Task description :: An exact copy of all entries is the expected answer.

- - - -

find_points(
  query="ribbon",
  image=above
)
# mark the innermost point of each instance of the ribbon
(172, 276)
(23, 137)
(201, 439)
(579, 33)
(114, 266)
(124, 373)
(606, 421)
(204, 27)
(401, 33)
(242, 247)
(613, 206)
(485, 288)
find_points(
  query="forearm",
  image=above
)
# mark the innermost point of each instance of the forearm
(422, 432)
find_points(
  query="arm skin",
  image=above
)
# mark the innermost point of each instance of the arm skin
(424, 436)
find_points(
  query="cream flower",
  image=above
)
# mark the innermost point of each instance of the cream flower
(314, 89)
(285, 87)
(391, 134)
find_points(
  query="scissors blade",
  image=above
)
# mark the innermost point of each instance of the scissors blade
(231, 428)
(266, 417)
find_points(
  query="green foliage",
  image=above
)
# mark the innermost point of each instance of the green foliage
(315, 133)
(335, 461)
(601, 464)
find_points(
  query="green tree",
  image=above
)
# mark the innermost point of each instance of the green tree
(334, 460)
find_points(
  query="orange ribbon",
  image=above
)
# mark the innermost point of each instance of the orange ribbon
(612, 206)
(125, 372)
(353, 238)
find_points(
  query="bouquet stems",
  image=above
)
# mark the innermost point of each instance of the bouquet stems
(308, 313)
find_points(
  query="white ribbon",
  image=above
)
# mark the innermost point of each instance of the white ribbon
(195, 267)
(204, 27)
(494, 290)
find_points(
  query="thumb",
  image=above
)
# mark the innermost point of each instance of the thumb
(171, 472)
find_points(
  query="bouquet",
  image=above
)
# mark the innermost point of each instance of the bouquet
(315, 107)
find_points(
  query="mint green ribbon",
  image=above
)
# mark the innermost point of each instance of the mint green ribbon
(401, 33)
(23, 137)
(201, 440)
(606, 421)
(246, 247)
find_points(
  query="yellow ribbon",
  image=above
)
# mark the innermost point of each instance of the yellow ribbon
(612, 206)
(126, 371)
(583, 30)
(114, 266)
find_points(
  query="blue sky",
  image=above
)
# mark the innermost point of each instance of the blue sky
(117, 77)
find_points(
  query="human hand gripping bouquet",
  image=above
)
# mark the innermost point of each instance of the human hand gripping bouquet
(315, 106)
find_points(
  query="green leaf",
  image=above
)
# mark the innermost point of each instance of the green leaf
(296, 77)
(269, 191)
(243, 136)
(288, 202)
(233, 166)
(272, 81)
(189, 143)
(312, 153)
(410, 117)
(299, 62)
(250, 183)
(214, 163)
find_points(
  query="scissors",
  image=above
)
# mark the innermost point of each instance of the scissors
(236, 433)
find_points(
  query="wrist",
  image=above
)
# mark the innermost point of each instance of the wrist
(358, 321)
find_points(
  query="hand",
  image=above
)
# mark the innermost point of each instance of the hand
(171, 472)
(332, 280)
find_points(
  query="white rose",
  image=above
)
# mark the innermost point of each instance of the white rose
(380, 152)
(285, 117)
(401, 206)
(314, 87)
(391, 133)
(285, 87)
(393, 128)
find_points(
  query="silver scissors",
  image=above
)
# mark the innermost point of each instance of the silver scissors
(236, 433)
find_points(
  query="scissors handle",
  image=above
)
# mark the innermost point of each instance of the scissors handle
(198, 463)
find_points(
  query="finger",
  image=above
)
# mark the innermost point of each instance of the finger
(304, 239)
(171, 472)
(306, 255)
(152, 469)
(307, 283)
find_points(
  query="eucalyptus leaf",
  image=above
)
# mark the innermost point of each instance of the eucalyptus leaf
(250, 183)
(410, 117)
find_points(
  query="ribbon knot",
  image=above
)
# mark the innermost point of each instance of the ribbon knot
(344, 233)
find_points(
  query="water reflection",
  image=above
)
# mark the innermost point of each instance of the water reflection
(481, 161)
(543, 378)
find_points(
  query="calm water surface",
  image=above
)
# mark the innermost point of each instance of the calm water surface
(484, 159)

- - - -

Exercise solution ::
find_points(
  query="ribbon",
  image=above
)
# mark the innermost point of each instance of the ribbon
(172, 276)
(23, 137)
(201, 439)
(579, 33)
(114, 266)
(124, 373)
(606, 421)
(204, 27)
(401, 33)
(242, 247)
(613, 206)
(485, 288)
find_points(
  query="forearm",
  image=above
)
# mark the innermost point of each instance of the forearm
(422, 432)
find_points(
  query="arm skin",
  image=above
)
# mark the innermost point of each instance of the arm skin
(424, 436)
find_points(
  query="cream flower",
  image=above
)
# mark the innermost point of each instance of the cream flower
(314, 89)
(285, 87)
(391, 134)
find_points(
  query="scissors blade",
  image=above
)
# mark the innermost point of each instance of the scissors blade
(231, 428)
(266, 417)
find_points(
  query="green foliage",
  image=above
)
# mark the innermost point of each instance of the green foliage
(315, 133)
(335, 461)
(601, 464)
find_points(
  query="green tree",
  image=above
)
# mark the innermost point of each instance of the green tree
(334, 460)
find_points(
  query="orange ribbon",
  image=above
)
# mark the innermost point of each instance of the orange ribbon
(612, 206)
(125, 372)
(353, 238)
find_points(
  query="bouquet stems",
  image=above
)
# mark the innermost point of each instance of the bouquet stems
(308, 313)
find_points(
  query="white ribbon",
  image=above
)
# mark the innermost point of each instance of the white ribbon
(195, 267)
(204, 27)
(494, 290)
find_points(
  query="thumb",
  image=above
)
# mark the innermost point of each instance of the thumb
(171, 472)
find_points(
  query="bouquet",
  image=above
)
# mark the innermost point of each instance of the bouquet
(315, 107)
find_points(
  query="mint green ribbon",
  image=above
)
# mark the innermost point of each instance of the mint green ribbon
(401, 33)
(23, 137)
(201, 440)
(606, 421)
(246, 247)
find_points(
  query="yellow ribbon",
  image=above
)
# mark the innermost point of each instance of the yellow ribbon
(612, 206)
(126, 371)
(583, 30)
(114, 266)
find_points(
  query="blue sky",
  image=above
)
# mark the innermost point of each instance of the blue sky
(117, 77)
find_points(
  query="human hand gripping bouquet",
  image=above
)
# mark the innermost point of each instance of the human hand gripping bouquet
(315, 106)
find_points(
  query="green leaf",
  image=above
)
# mark the innermost point of each instance of the green leaf
(296, 77)
(269, 191)
(243, 136)
(288, 202)
(233, 166)
(272, 81)
(189, 143)
(312, 153)
(410, 117)
(299, 62)
(250, 183)
(214, 163)
find_points(
  query="scissors",
  image=above
)
# mark the innermost point of each instance of the scissors
(236, 433)
find_points(
  query="wrist",
  image=above
)
# mark the innermost point of each instance of the wrist
(358, 321)
find_points(
  query="hand",
  image=above
)
# mark the innermost point of each instance of the hand
(171, 472)
(332, 280)
find_points(
  query="white rose",
  image=above
)
# mark the innermost point of each instance of the white rose
(380, 152)
(285, 117)
(401, 206)
(314, 87)
(391, 133)
(285, 87)
(393, 128)
find_points(
  query="silver scissors",
  image=above
)
# mark the innermost point of each instance of the silver scissors
(236, 433)
find_points(
  query="scissors handle",
  image=above
)
# mark the innermost point of each instance of the scissors handle
(198, 463)
find_points(
  query="finger",
  image=above
)
# mark the innermost point of each instance of the finger
(304, 239)
(171, 472)
(306, 255)
(152, 469)
(307, 283)
find_points(
  query="eucalyptus leaf",
  image=above
)
# mark the innermost point of each instance of the eucalyptus leaf
(250, 183)
(410, 117)
find_points(
  query="ribbon knot",
  image=above
)
# mark the innermost point of each instance of the ribbon knot
(344, 233)
find_points(
  query="water reflection",
  image=above
)
# mark the innermost point of each instance of the water reflection
(481, 161)
(543, 378)
find_points(
  query="calm water surface",
  image=above
)
# mark the innermost point of each instance of the calm water surface
(484, 159)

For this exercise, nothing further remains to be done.